[Records excerpted from a collection]
____

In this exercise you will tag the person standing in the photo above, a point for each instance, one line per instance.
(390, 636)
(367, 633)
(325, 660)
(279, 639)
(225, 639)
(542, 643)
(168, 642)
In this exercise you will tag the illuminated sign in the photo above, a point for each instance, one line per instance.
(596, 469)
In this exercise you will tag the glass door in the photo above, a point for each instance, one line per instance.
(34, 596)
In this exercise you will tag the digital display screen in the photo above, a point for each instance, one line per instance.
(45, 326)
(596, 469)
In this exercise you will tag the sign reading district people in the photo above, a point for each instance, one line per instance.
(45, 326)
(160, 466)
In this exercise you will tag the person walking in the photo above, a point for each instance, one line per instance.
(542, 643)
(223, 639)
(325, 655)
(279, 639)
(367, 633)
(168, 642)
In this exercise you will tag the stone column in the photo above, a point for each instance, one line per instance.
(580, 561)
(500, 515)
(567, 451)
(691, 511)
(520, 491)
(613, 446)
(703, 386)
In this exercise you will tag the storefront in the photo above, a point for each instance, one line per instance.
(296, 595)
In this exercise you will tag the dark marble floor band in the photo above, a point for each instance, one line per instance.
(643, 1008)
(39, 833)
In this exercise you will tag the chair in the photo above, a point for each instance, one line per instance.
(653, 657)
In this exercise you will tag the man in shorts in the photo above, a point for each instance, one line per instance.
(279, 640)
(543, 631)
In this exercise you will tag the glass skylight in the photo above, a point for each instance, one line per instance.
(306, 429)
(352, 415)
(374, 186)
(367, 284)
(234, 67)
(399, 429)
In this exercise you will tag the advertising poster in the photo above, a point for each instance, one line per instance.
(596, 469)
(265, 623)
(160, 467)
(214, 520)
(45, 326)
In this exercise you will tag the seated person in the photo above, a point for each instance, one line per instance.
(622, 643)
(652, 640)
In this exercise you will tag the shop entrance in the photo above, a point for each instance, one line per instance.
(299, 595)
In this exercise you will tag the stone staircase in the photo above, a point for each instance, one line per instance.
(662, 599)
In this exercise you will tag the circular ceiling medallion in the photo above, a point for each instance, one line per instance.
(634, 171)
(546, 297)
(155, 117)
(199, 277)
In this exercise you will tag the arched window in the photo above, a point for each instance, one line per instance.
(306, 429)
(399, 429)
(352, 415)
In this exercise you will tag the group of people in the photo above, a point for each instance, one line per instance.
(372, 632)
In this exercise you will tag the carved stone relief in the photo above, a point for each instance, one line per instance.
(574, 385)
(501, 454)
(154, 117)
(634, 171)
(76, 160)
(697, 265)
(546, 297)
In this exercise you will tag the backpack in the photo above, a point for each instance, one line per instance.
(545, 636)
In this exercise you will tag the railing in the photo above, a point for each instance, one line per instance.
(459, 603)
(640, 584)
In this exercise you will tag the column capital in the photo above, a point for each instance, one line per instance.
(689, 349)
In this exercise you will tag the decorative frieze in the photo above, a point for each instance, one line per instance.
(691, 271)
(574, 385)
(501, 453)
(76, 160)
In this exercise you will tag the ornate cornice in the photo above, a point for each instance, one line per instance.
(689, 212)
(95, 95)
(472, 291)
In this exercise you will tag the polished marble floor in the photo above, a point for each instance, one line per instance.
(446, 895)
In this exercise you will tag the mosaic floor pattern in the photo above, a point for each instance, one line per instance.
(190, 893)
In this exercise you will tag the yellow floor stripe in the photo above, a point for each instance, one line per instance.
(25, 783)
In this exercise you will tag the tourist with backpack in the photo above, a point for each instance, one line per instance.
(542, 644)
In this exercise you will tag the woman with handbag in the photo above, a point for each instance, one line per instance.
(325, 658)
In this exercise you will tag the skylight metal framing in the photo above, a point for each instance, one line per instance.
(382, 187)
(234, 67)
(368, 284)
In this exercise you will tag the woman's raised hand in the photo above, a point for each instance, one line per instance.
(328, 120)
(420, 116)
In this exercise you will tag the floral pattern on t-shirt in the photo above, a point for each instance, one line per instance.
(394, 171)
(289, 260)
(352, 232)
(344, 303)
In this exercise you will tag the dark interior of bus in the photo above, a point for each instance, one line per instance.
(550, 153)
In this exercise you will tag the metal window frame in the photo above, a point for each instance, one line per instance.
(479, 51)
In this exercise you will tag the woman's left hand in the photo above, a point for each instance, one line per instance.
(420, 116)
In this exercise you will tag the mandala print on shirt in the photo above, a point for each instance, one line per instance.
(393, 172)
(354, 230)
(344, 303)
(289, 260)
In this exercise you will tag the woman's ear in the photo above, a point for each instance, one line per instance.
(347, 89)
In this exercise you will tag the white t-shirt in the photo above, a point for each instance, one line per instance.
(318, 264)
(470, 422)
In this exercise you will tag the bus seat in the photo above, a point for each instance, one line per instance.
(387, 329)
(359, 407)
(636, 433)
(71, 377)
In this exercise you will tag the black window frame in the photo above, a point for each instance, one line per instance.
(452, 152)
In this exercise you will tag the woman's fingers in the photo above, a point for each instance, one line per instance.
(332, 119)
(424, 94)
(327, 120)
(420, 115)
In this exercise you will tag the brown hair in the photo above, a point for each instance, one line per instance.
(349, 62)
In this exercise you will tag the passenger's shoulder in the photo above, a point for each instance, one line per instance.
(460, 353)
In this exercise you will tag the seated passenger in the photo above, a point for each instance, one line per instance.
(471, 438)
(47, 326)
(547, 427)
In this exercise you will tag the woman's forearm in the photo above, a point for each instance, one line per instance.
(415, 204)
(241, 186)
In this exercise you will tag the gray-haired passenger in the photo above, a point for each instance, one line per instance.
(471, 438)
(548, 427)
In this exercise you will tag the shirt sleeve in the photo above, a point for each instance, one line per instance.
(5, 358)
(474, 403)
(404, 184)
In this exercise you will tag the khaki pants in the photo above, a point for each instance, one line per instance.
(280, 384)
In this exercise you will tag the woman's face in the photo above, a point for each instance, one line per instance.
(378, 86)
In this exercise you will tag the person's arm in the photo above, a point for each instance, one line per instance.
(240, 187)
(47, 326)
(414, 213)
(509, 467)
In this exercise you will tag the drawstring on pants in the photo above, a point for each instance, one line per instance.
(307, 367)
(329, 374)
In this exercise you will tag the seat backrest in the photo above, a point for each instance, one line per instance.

____

Restate the whole set of entries exactly.

In this exercise you will tag the person standing in the photo above, a point for each instance, one line per instance.
(390, 636)
(367, 633)
(325, 660)
(279, 639)
(225, 639)
(542, 643)
(168, 642)
In this exercise you will tag the illuminated sign in the photo above, a point for each instance, one line per instance.
(596, 469)
In this exercise you will tag the glass door in the photo above, a point for each instance, one line per instance.
(34, 596)
In this exercise you will tag the digital display screen in the photo above, a point for each instance, one line per instance.
(45, 326)
(596, 469)
In this exercise you will tag the sign reading district people in the photo above, a point for each instance, one line per instance.
(45, 326)
(160, 466)
In this exercise you will tag the person walking in the photo above, a point for each instance, one line per instance.
(542, 643)
(223, 639)
(325, 655)
(279, 639)
(367, 633)
(168, 642)
In this exercise you will tag the stone column in the photo above, a point for each instance, one line per instance.
(580, 561)
(500, 515)
(567, 451)
(691, 511)
(520, 491)
(613, 446)
(703, 386)
In this exercise you will tag the storefront in the photo above, a point for each instance, one line per instance.
(296, 595)
In this exercise you will tag the dark marble floor band in the photo above, a point for each instance, one line per instance.
(643, 1008)
(39, 833)
In this exercise you will tag the chair in the photo above, a point for each instance, one line per instance.
(653, 657)
In this exercise you will tag the man in shorts in the photo above, a point for each instance, one line per instance.
(279, 640)
(543, 631)
In this exercise you will tag the glass skylight in the photo above, a point for each instance, one line per instance.
(306, 429)
(352, 415)
(374, 186)
(367, 284)
(234, 67)
(399, 429)
In this exercise you will tag the advertising poster in the photo above, a point for each instance, one line per instance.
(596, 469)
(265, 623)
(160, 467)
(214, 520)
(45, 326)
In this exercise you will tag the seated person in the photo above, a point for each instance, one line per instance.
(622, 643)
(652, 640)
In this exercise you will tag the shop entrance in the photo above, a point for each instance, one line per instance.
(299, 595)
In this exercise you will tag the stone staircase in the photo above, a point for each instance, one line per instance.
(662, 599)
In this exercise you will tag the circular ceiling medallion in the photo above, a point for each instance, one line per instance.
(634, 171)
(546, 297)
(155, 117)
(199, 277)
In this exercise you will tag the arched window in the photo above, a point for each instance, one line per instance.
(306, 429)
(399, 429)
(352, 415)
In this exercise you will tag the group of people in the photo above, a point for each instance, one line per instance.
(372, 632)
In this exercise you will tag the carved stone relief in the photo above, a point for each instance, one line per instance.
(574, 385)
(501, 454)
(154, 117)
(634, 171)
(76, 160)
(697, 265)
(546, 297)
In this exercise you will tag the backpack in the photo above, a point for each instance, one line per instance.
(545, 636)
In this exercise you will tag the railing in the photo above, a point for each instance, one line per instance.
(459, 603)
(640, 584)
In this exercise you will tag the column capital in the photo above, a point for each instance, one line per instance.
(689, 349)
In this exercise you will tag the decorative frieze in the photo above, a point for each instance, one line per instance.
(691, 271)
(574, 385)
(501, 453)
(76, 160)
In this exercise you will tag the ornate cornice in the photo above, a point for each instance, one line per instance.
(689, 212)
(95, 95)
(472, 291)
In this exercise you will tag the polished marble floor in the photo above, a point for each instance, one line per instance.
(446, 895)
In this exercise you will tag the mosaic floor pattern in the photo above, a point for each instance, one line per instance.
(190, 893)
In this exercise you will tag the yellow floor stripe in the photo above, a point for each instance, one line per instance.
(25, 783)
In this exercise you will tag the tourist with backpack in the photo above, a point for each instance, one line per instance.
(542, 644)
In this exercise you will tag the woman with handbag in the photo above, a point for each instance, one line per instance.
(325, 658)
In this exercise you will tag the skylight metal framing in the photo above, a point for each instance, one line per instance.
(382, 187)
(234, 67)
(368, 284)
In this exercise you will tag the woman's raised hand in the photo above, a point for each instance, one line per instance.
(328, 120)
(420, 116)
In this exercise you will tag the floral pattern on t-shirt in the photo above, a point for each instance, one line per instance.
(394, 171)
(289, 260)
(352, 232)
(344, 303)
In this exercise you will tag the dark interior of bus in the photo above, a point for each instance, one line per instance.
(550, 153)
In this exercise you will tag the metal window frame in the photo above, a point for each instance, one line per instance.
(479, 51)
In this exercise you will tag the woman's left hand in the photo above, a point for each instance, one line per instance.
(420, 116)
In this exercise you will tag the mandala print on shirt in the photo above, a point for each instance, one line per instance.
(393, 172)
(354, 230)
(344, 303)
(289, 260)
In this exercise you will tag the woman's ear in the photo above, a point for each instance, one line per instance.
(347, 89)
In this exercise you will tag the white t-shirt in the photo above, a point for each instance, one line per instance.
(318, 264)
(470, 422)
In this exercise you will tag the bus seat in the photo above, a point for each instance, one line per instance.
(387, 329)
(359, 407)
(636, 433)
(71, 377)
In this exercise you will tag the black window frame in the photo above, a point for each instance, one line per instance.
(452, 152)
In this exercise you will tag the woman's fingers in the photo above, a point for each instance, one line per instance.
(332, 119)
(424, 94)
(327, 120)
(420, 115)
In this exercise you will tag the brown hair in the photo above, a point for each instance, one line per instance.
(349, 62)
In this exercise you will tag the passenger's shoulder in the photo above, a point for each instance, one line per instance.
(460, 353)
In this exercise you will tag the seated passenger in the photo above, a point for each instance, one line per instance.
(471, 438)
(47, 326)
(547, 427)
In this exercise you will tag the woman's forearm in the photo above, a point for each instance, one line per instance.
(415, 204)
(241, 186)
In this exercise you will tag the gray-haired passenger in the photo above, a point for each instance, one line per instance.
(471, 438)
(548, 427)
In this exercise you will tag the shirt sleeve in the photo above, a point for each instance, one line per instance.
(5, 358)
(474, 403)
(404, 184)
In this exercise you will tag the khaki pants in the photo above, a point for each instance, one line per instance.
(280, 384)
In this exercise you will tag the woman's face in the photo above, a point for each instance, one line per instance.
(378, 86)
In this exercise you will tag the person's arm in the photo above, a point for each instance, one line per instance.
(240, 187)
(47, 326)
(414, 213)
(509, 467)
In this exercise you will tag the drawstring on pants in the photo above, a point for each instance, one line per instance.
(307, 367)
(329, 374)
In this exercise you will tag the seat backrest in the photo above, a point for each instance, one line per instance.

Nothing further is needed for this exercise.